#### GIVEN RECORDS:
***
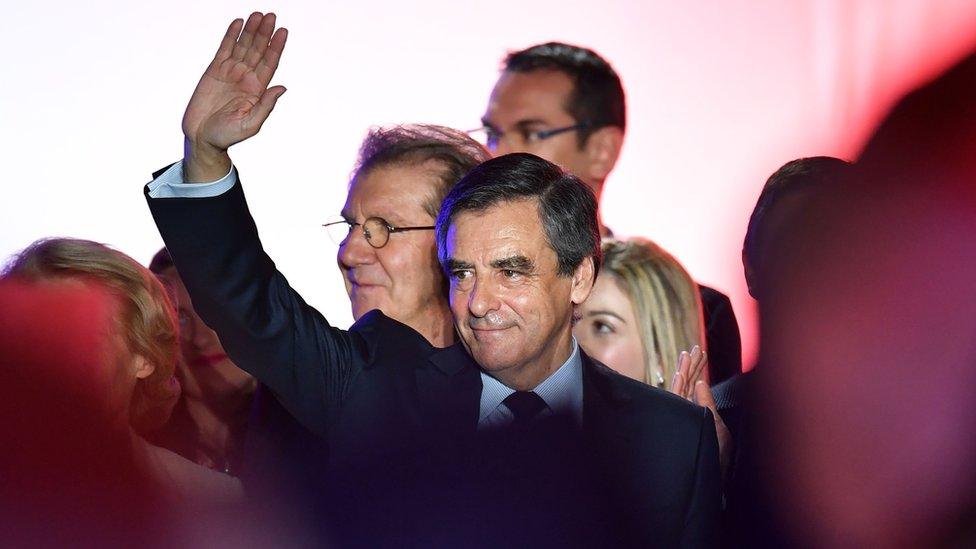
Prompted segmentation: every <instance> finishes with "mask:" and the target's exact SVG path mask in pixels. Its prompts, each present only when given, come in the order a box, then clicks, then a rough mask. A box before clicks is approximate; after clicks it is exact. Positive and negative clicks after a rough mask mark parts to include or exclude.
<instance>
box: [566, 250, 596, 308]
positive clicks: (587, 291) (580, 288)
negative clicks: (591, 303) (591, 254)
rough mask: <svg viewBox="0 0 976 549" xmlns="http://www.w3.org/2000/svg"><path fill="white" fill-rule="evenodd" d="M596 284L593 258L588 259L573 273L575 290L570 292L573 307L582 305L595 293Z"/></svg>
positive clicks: (570, 297) (595, 269)
mask: <svg viewBox="0 0 976 549" xmlns="http://www.w3.org/2000/svg"><path fill="white" fill-rule="evenodd" d="M595 282H596V269H594V266H593V256H590V257H587V258H586V259H584V260H583V262H582V263H580V264H579V266H578V267H576V271H575V272H574V273H573V290H572V292H570V299H571V300H572V301H573V305H580V304H581V303H583V302H584V301H586V298H587V297H589V296H590V292H591V291H593V284H594V283H595Z"/></svg>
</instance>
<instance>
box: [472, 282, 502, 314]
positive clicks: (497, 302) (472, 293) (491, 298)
mask: <svg viewBox="0 0 976 549" xmlns="http://www.w3.org/2000/svg"><path fill="white" fill-rule="evenodd" d="M496 290H497V288H495V287H493V285H492V284H491V283H489V282H487V281H484V280H481V281H475V283H474V285H473V286H472V287H471V293H469V294H468V310H469V311H470V312H471V315H472V316H474V317H477V318H482V317H484V316H486V315H487V314H488V313H490V312H492V311H496V310H498V306H499V300H498V293H497V291H496Z"/></svg>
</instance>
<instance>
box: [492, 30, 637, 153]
mask: <svg viewBox="0 0 976 549" xmlns="http://www.w3.org/2000/svg"><path fill="white" fill-rule="evenodd" d="M504 70H505V71H508V72H523V73H524V72H533V71H538V70H554V71H559V72H562V73H564V74H566V76H569V78H570V79H571V80H572V81H573V92H572V93H571V94H570V97H569V99H568V101H567V102H566V104H565V105H563V108H565V109H566V112H567V113H569V114H570V115H571V116H572V117H573V118H574V119H576V121H577V122H581V123H586V124H588V126H587V127H586V128H583V129H582V130H580V131H579V132H578V133H577V136H578V138H579V146H580V147H582V146H583V145H585V144H586V140H587V139H589V137H590V134H592V133H593V131H595V130H597V129H600V128H602V127H605V126H614V127H617V128H620V129H621V130H626V129H627V104H626V101H625V99H624V88H623V85H622V84H621V83H620V77H619V76H617V72H616V71H614V70H613V67H611V66H610V63H607V61H606V59H604V58H602V57H600V56H599V55H598V54H597V53H596V52H595V51H593V50H590V49H587V48H581V47H579V46H572V45H570V44H564V43H562V42H547V43H545V44H538V45H535V46H532V47H530V48H526V49H524V50H521V51H517V52H513V53H510V54H508V56H507V57H506V58H505V61H504Z"/></svg>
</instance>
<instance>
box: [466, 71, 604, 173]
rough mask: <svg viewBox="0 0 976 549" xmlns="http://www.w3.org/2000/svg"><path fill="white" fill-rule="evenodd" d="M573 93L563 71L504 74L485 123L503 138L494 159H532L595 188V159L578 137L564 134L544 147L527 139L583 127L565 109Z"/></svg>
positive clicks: (539, 144) (575, 134) (495, 151)
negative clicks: (576, 125) (547, 130)
mask: <svg viewBox="0 0 976 549" xmlns="http://www.w3.org/2000/svg"><path fill="white" fill-rule="evenodd" d="M572 92H573V81H572V79H570V77H569V76H567V75H566V73H563V72H560V71H553V70H538V71H532V72H508V71H506V72H503V73H502V76H501V78H499V79H498V82H497V83H496V84H495V89H494V90H492V92H491V98H490V99H489V100H488V109H487V111H486V112H485V115H484V117H483V118H482V122H483V123H484V125H485V126H486V127H489V128H492V129H493V130H495V131H497V132H500V133H502V134H503V135H502V138H501V139H500V140H499V142H498V147H497V148H496V149H495V150H494V151H492V154H493V155H495V156H501V155H503V154H508V153H513V152H528V153H532V154H534V155H536V156H540V157H542V158H544V159H546V160H548V161H550V162H553V163H556V164H559V165H560V166H562V167H563V168H564V169H566V170H568V171H570V172H572V173H574V174H576V175H577V176H578V177H580V178H581V179H583V180H584V181H586V182H587V184H590V185H592V184H593V183H592V179H593V174H591V171H592V168H591V166H590V159H589V155H587V152H586V149H585V148H582V149H581V148H580V146H579V139H578V137H579V133H578V132H575V131H570V132H564V133H561V134H558V135H554V136H552V137H550V138H548V139H543V140H540V141H532V140H530V139H528V137H527V136H528V134H527V133H526V132H532V131H536V130H552V129H557V128H564V127H566V126H572V125H573V124H576V123H578V122H579V121H578V120H576V119H574V118H573V117H572V116H571V115H570V114H569V113H567V112H566V109H565V105H566V104H567V102H568V100H569V97H570V94H571V93H572Z"/></svg>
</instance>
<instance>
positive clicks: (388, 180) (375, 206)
***
#### TASK PROMPT:
Retype exactly. Start at the line with "positive clicks: (539, 144)" and stop at the last line of the data.

#### ANSWER FOR THE TASK:
positive clicks: (539, 144) (575, 134) (495, 151)
negative clicks: (576, 125) (547, 130)
mask: <svg viewBox="0 0 976 549" xmlns="http://www.w3.org/2000/svg"><path fill="white" fill-rule="evenodd" d="M572 92H573V81H572V79H570V77H569V76H567V75H566V73H563V72H560V71H553V70H538V71H532V72H508V71H506V72H503V73H502V76H501V78H499V79H498V82H497V83H496V84H495V89H494V90H492V92H491V98H490V99H489V100H488V109H487V111H486V112H485V115H484V117H483V118H482V122H483V123H484V125H485V126H486V127H489V128H492V129H493V130H495V131H497V132H500V133H502V134H503V135H502V138H501V139H500V140H499V142H498V147H497V148H496V149H495V150H494V151H492V154H493V155H495V156H501V155H503V154H508V153H513V152H528V153H532V154H534V155H536V156H540V157H542V158H544V159H546V160H548V161H550V162H553V163H556V164H559V165H560V166H562V167H563V168H564V169H566V170H568V171H570V172H572V173H574V174H576V175H577V176H578V177H580V178H581V179H583V180H584V181H586V182H587V184H590V185H592V184H593V183H592V179H593V174H591V171H592V168H591V166H590V159H589V155H587V152H586V149H585V148H582V149H581V148H580V146H579V139H578V137H579V133H578V132H575V131H570V132H564V133H561V134H558V135H554V136H552V137H550V138H548V139H543V140H540V141H532V140H530V139H528V137H527V136H528V134H527V133H526V132H532V131H536V130H552V129H557V128H564V127H566V126H572V125H573V124H576V123H578V122H579V121H578V120H576V119H574V118H573V117H572V116H571V115H570V114H569V113H567V112H566V109H565V105H566V104H567V102H568V100H569V97H570V94H571V93H572Z"/></svg>
</instance>
<instance>
positive clicks: (388, 180) (375, 206)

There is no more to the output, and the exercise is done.